TO DO: Reproduce the bug report word for word from "Created attachment 836327" to "I can provide.".

SOURCE EXCERPT:

++++++++++++++++++++

Bug 1042830

Summary:

glusterd crashes and when rebalancing a volume with the name StartMigrationDuringRebalanceTest

Product:

[Red Hat Storage] Red Hat Gluster Storage

Reporter:

Dustin Tsang <dtsang>

Component:

glusterfs

Assignee:

krishnan parthasarathi <kparthas>

Status:

CLOSED ERRATA

QA Contact:

Dustin Tsang <dtsang>

Severity:

high

Docs Contact:

Priority:

high

Version:

2.1

CC:

dpati, dtsang, knarra, kparthas, mmahoney, mmccune, nsathyan, pprakash, psriniva, sdharane, ssampat, vagarwal, vbellur

Target Milestone:

---

Keywords:

ZStream

Target Release:

RHGS 2.1.2

Flags:

dtsang: needinfo-

Hardware:

Unspecified

OS:

Unspecified

Whiteboard:

Fixed In Version:

glusterfs-3.4.0.53rhs

Doc Type:

Bug Fix

Doc Text:

Previously, glusterd service would crash when a Rebalance operation was started on a volume name that was 33 characters long. Now, with this update, glusterd service would not crash regardless of the size of volume name.

Story Points:

---

Clone Of:

Clones:

1046308 (view as bug list)

Environment:

Last Closed:

2014-02-25 08:08:58 UTC

Type:

Bug

Regression:

---

Mount Type:

---

Documentation:

---

CRM:

Verified Versions:

Category:

---

oVirt Team:

---

RHEL 7.3 requirements from Atomic Host:

Cloudforms Team:

---

Target Upstream Version:

Embargoed:

Bug Depends On:

Bug Blocks:

1046308

Attachments:

Description	Flags
sos report	none
etc-glusterfs-glusterd.vol.log	none
glusterd.log	none
core dump	none

Description Dustin Tsang 2013-12-13 13:34:46 UTC

Created attachment 836326 [details]
sos report

Description of problem:
glusterd crashes and when rebalancing a volume with the name StartMigrationDuringRebalanceTest. glusterd crashes again shortly after restarting the process.


Version-Release number of selected component (if applicable):
glusterfs-server-3.4.0.49rhs-1.el6rhs.x86_64

How reproducible:
100% reproducible

Steps to Reproduce:
1. create a simple dist volume with the name StartMigrationDuringRebalanceTest
2. start the volume
3. start rebalance on the volume

Actual results:
glusterd crashes, rebalance failed to start


Expected results:
rebalance starts successfully

Additional info:

Comment 1 Dustin Tsang 2013-12-13 13:35:57 UTC

Created attachment 836327 [details]
etc-glusterfs-glusterd.vol.log

Comment 2 Dustin Tsang 2013-12-13 13:37:10 UTC

Created attachment 836328 [details]
glusterd.log

Comment 4 Dustin Tsang 2013-12-16 14:13:50 UTC

Hi Dusmant,

The bug is reproducible by using gluster cli, rhsc gui and the rhsc rest api.
Please let me know what other information I can provide.

>Steps to Reproduce: 
>1. create a simple dist volume with the name StartMigrationDuringRebalanceTest >2. start the volume  
>[Dusmant] From CLI or through RHSC or through REST API?

++++++++++++++++++++

GIVEN DATA:
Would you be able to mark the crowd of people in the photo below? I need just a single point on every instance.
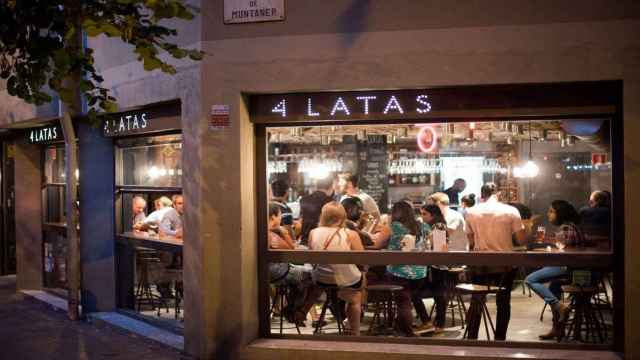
(165, 221)
(339, 216)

++++++++++++++++++++

WRITTEN SOLUTION:
Created attachment 836327 [details]
etc-glusterfs-glusterd.vol.log

Comment 2 Dustin Tsang 2013-12-13 13:37:10 UTC

Created attachment 836328 [details]
glusterd.log

Comment 4 Dustin Tsang 2013-12-16 14:13:50 UTC

Hi Dusmant,

The bug is reproducible by using gluster cli, rhsc gui and the rhsc rest api.
Please let me know what other information I can provide.